[[ Passage to read, beginning ]]

These get the hormones sloshing about!

..... and so do these, sigh.......

The next bike to catch my eye was the Triumph 800 adventure bike.  The attention to detail is superb with more than a little artistry about the design.  If I was being practical about replacing the Street Triple right now with something else, I think it would be one of these.  It gave me that hard-to-describe emotional connection inside which a lot of other bikes don't, despite them being excellent bikes in their own right.

Horny triple pipes on the 800

Pilot's eye view on the 800
Elegant simplicity

A customer's Kawasaki H1 500 triple was on display.  These bikes had a wicked reputation with the narrow powerband meaning that an incautious and heavy-handed rider was likely to need dental surgery when the front end came up and smacked him in the face.  Comparing it with modern bikes, the forks are ludicrously skinny and no doubt contributed to poor handling.  The narrow drum brake looks scarily inefficient!

[[ Passage to read, end ]]
[[ Extracted entries, beginning ]]

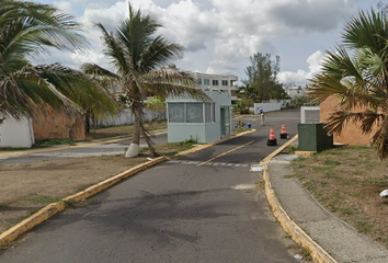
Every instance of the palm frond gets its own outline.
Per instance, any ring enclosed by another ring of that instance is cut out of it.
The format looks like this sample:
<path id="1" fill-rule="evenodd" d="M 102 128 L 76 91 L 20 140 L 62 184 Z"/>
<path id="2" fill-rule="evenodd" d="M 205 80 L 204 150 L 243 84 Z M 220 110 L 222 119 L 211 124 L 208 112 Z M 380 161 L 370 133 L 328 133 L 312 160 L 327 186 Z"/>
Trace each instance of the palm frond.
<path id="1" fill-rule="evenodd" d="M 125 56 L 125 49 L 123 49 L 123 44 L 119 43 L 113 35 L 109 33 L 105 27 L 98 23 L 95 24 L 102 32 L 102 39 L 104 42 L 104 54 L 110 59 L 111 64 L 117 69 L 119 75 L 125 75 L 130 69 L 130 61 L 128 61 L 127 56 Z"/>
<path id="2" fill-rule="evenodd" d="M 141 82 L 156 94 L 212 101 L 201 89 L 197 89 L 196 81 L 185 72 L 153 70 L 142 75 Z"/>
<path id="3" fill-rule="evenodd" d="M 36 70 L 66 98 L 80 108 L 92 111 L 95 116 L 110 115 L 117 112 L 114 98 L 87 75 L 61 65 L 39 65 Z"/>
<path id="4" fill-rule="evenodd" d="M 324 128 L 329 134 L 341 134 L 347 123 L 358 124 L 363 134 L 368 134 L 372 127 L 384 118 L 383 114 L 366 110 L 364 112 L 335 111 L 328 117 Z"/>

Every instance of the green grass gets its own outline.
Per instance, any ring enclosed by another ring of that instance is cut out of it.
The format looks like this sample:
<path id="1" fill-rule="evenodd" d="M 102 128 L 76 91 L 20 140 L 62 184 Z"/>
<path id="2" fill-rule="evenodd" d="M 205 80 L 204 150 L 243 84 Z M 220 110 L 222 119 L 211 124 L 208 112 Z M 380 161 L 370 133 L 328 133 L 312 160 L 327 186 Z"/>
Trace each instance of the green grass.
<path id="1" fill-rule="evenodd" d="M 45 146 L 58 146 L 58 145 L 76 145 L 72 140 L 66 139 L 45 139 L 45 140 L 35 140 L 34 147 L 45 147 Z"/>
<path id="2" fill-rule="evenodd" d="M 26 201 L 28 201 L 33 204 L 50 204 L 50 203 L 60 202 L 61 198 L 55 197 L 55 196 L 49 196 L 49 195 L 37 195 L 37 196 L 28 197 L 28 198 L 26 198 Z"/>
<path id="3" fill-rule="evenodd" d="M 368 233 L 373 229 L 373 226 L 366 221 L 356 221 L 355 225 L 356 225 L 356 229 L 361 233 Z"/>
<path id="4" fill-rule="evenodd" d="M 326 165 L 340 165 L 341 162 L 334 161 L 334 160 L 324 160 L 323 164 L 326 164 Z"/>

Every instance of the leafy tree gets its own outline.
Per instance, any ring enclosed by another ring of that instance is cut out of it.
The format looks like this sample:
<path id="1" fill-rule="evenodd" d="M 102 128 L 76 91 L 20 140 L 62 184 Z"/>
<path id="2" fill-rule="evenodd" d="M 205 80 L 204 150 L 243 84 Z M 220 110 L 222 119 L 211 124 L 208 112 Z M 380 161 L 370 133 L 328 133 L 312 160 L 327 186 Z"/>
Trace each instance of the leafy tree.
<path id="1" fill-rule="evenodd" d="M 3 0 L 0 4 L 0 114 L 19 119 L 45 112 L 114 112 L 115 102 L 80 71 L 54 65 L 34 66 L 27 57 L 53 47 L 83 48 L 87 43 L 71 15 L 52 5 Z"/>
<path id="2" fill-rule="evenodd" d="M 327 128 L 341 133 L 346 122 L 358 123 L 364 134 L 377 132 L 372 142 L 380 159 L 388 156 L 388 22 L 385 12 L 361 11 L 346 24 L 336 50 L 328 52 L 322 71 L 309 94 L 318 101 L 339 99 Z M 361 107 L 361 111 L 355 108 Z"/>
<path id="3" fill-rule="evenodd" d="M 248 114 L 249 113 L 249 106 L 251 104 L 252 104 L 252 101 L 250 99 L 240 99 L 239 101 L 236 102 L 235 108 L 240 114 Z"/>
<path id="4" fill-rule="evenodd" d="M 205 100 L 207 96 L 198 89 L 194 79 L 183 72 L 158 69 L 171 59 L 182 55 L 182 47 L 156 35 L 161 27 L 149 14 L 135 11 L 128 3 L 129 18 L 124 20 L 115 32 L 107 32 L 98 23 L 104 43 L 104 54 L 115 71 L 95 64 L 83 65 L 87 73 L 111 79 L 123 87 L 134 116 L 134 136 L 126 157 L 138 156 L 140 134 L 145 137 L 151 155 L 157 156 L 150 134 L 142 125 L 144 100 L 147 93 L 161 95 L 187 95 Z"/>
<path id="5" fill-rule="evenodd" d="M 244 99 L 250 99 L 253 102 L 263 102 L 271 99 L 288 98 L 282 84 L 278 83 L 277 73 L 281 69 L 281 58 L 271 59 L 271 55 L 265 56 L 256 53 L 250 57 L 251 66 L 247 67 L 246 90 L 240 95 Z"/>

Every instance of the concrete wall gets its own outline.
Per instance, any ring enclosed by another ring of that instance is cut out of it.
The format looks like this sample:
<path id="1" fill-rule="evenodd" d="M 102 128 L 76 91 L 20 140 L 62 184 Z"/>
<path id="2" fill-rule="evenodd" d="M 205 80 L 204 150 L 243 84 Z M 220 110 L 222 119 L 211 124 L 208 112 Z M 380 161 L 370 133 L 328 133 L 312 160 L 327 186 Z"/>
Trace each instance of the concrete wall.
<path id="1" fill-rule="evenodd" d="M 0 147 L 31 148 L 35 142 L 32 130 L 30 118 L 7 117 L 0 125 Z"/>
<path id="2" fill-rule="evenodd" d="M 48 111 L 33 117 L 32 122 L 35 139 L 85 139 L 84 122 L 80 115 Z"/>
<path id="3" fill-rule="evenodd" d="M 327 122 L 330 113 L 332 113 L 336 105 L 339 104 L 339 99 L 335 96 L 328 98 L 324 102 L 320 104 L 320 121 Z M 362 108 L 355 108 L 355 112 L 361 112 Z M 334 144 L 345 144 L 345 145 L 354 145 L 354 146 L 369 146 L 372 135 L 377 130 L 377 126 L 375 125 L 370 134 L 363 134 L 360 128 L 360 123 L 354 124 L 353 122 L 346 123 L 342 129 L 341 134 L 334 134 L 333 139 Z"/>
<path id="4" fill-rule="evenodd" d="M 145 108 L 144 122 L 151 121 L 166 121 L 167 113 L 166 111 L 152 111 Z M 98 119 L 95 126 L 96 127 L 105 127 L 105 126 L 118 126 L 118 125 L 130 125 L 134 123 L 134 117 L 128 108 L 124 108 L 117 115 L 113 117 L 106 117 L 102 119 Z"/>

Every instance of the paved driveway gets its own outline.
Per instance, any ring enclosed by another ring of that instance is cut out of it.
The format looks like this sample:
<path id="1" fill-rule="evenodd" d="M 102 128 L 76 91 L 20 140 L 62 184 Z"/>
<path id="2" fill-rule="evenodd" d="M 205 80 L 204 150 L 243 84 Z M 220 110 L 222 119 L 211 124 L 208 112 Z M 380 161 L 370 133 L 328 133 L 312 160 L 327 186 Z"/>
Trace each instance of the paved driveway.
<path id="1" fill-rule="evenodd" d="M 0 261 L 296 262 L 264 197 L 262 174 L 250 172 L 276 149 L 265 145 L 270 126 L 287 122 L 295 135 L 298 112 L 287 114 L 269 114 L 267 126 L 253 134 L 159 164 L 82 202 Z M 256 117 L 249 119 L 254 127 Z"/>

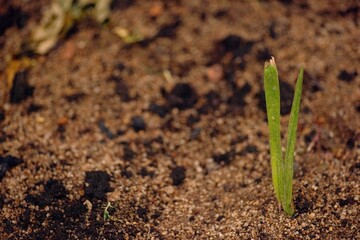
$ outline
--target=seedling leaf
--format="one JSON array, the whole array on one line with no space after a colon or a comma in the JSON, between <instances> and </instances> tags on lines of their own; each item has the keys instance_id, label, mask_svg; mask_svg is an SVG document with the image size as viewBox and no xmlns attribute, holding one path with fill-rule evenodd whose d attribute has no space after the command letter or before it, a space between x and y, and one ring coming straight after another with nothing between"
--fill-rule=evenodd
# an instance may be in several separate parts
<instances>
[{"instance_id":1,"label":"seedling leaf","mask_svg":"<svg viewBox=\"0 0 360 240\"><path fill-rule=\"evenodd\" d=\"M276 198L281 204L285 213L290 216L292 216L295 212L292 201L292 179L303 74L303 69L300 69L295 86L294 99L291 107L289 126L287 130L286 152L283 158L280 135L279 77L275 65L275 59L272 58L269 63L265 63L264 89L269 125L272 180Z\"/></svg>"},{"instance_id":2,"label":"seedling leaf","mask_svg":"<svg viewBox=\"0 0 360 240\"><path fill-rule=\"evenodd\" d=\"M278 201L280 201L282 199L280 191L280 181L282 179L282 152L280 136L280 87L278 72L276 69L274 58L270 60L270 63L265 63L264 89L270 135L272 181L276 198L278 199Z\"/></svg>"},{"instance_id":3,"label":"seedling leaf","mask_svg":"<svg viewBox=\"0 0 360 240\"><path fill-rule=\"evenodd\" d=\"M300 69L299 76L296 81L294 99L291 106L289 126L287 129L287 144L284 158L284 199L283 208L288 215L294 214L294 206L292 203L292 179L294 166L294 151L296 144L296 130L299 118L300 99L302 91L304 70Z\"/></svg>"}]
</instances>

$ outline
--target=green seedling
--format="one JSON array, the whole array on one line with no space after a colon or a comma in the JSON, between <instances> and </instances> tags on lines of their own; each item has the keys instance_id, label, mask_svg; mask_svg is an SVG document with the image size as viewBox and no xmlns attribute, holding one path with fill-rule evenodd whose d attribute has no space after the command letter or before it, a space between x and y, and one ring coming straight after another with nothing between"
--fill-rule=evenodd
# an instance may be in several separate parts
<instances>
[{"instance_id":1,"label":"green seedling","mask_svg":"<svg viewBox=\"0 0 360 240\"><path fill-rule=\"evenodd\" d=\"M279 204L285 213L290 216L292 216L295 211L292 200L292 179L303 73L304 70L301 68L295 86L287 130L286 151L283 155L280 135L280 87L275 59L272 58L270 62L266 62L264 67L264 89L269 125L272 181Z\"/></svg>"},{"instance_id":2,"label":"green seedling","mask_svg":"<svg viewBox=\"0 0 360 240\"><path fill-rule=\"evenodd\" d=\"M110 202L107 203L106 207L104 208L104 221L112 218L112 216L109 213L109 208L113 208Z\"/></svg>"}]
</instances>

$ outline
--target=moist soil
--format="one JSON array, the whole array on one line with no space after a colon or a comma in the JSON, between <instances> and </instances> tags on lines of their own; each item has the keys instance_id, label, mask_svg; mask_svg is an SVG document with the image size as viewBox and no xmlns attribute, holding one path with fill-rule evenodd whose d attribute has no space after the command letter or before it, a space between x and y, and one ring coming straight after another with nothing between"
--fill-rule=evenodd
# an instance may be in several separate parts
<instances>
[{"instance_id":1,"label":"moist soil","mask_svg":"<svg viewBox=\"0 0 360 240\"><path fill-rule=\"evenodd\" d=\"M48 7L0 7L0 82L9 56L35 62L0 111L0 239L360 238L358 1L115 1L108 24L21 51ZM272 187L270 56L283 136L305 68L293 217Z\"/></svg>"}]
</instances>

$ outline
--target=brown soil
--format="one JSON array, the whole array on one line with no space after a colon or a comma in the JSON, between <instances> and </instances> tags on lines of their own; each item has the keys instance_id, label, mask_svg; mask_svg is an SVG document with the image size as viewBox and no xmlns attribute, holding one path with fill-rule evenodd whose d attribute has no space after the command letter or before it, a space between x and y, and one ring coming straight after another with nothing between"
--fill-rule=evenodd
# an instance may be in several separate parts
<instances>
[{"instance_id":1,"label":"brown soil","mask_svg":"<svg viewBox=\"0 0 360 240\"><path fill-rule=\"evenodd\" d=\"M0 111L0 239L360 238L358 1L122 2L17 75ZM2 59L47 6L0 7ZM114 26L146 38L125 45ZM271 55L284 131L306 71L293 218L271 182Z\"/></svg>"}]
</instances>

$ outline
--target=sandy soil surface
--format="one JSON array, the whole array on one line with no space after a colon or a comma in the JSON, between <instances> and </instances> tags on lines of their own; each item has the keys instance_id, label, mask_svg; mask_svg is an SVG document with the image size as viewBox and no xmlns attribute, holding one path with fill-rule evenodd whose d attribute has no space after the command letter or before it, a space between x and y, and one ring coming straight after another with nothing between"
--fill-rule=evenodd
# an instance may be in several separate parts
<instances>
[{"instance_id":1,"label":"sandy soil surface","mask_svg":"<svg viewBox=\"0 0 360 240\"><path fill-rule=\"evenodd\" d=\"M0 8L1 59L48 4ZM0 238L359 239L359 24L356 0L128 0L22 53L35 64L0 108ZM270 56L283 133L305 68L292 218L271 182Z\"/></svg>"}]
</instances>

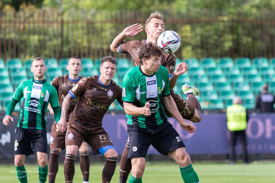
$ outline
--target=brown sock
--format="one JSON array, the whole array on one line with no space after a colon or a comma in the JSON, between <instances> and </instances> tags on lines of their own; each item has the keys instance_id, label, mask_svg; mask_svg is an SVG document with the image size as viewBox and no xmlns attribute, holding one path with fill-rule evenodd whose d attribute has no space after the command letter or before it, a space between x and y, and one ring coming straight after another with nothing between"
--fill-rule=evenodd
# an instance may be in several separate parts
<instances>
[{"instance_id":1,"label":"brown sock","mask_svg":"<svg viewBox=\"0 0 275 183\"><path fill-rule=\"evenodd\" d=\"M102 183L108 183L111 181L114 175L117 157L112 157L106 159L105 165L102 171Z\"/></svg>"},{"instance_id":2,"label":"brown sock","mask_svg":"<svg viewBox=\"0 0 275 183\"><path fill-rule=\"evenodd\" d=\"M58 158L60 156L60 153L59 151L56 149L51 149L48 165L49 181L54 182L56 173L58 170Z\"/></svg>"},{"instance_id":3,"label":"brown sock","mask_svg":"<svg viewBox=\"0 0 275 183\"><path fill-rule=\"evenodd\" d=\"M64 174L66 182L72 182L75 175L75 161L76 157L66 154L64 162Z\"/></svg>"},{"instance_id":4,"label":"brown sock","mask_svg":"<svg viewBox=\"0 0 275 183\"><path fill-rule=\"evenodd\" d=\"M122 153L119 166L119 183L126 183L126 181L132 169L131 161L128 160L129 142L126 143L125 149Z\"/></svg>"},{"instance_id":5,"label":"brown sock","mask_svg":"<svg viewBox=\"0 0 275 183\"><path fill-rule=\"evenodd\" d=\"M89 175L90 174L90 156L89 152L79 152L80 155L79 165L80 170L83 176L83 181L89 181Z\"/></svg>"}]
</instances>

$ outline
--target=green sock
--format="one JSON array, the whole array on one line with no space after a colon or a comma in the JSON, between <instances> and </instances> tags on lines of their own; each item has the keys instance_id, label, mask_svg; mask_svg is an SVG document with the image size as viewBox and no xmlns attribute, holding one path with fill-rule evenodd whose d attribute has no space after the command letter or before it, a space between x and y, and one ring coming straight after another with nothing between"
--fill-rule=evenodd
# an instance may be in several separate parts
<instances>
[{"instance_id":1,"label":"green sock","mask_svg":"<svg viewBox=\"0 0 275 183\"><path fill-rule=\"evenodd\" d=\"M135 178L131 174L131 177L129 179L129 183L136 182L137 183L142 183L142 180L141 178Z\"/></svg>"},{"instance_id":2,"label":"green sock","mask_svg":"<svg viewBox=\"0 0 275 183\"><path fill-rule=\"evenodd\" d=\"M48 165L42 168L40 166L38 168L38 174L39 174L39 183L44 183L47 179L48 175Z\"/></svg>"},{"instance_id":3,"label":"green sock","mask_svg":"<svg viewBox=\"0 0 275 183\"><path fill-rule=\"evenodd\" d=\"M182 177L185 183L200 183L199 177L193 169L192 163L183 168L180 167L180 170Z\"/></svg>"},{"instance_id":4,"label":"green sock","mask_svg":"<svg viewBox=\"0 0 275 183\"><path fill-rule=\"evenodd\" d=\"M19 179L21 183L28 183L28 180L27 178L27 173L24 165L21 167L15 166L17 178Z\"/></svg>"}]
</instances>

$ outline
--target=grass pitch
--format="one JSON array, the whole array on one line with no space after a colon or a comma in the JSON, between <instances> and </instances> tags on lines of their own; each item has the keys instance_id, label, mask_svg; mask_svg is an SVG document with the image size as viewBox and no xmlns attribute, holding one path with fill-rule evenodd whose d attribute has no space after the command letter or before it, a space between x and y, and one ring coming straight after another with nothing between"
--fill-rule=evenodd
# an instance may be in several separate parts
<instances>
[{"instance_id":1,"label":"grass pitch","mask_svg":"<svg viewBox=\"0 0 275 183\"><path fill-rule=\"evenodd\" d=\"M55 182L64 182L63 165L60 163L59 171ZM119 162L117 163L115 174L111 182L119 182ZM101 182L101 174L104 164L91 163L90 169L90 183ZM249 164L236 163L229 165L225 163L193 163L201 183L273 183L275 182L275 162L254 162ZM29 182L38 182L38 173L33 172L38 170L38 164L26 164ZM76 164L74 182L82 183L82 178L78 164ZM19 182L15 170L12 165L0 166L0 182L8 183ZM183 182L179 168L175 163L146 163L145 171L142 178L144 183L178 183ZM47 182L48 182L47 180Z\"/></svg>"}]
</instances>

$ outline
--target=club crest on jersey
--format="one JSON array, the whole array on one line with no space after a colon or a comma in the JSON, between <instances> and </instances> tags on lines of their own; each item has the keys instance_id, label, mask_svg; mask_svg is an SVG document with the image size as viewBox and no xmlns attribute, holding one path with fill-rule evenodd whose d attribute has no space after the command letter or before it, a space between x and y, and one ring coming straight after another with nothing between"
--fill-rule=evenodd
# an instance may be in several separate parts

[[ Extracted entries, end ]]

# [Exercise goal]
Transcribe word for word the part of the motorcycle passage that opens with the words "These get the" and closes with "their own right.".

# [Problem solution]
These get the hormones sloshing about!

..... and so do these, sigh.......

The next bike to catch my eye was the Triumph 800 adventure bike.  The attention to detail is superb with more than a little artistry about the design.  If I was being practical about replacing the Street Triple right now with something else, I think it would be one of these.  It gave me that hard-to-describe emotional connection inside which a lot of other bikes don't, despite them being excellent bikes in their own right.